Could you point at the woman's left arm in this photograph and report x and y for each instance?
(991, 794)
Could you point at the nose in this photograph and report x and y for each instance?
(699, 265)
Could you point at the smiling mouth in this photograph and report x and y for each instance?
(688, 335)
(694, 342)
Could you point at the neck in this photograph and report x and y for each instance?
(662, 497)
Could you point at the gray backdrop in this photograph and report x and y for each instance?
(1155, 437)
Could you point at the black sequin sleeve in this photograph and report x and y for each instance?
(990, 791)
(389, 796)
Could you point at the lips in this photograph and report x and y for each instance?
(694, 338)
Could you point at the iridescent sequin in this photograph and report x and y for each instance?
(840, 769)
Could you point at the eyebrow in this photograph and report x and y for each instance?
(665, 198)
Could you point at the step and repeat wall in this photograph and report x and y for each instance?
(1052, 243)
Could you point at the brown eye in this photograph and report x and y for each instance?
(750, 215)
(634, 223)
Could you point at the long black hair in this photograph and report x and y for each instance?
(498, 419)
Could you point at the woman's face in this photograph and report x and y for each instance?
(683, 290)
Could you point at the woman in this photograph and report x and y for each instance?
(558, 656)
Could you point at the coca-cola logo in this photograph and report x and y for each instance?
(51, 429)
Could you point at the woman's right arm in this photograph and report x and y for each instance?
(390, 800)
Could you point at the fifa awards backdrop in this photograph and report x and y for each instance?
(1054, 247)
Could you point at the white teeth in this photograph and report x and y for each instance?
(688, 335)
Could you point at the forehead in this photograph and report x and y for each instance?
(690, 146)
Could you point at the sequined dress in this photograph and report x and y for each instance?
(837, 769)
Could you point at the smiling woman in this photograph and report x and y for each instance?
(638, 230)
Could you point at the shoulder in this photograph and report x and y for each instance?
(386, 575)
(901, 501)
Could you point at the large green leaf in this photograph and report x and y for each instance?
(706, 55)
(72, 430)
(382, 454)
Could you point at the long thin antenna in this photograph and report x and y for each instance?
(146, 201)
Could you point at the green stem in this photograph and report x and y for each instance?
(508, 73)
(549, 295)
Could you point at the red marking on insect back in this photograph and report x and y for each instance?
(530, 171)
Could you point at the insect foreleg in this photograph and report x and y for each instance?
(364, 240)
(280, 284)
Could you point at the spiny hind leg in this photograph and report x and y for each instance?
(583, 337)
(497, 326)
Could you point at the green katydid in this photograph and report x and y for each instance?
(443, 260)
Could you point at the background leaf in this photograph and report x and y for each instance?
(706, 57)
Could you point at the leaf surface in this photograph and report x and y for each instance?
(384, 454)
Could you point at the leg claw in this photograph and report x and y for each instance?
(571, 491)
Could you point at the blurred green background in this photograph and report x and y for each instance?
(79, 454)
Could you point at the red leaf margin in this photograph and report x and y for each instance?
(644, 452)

····················

§ Task instructions: With the line that contains "Could you point at the leg" as the start, output every line through the end of the entries exactly. Add no other lines.

§ Result of this task:
Could you point at the leg claw in this photograph and report x and y for each instance?
(571, 491)
Could you point at the blurred green background in this photograph and report x and y for each instance?
(79, 454)
Could you point at the red leaf margin in this photograph and report x and y for each instance?
(644, 452)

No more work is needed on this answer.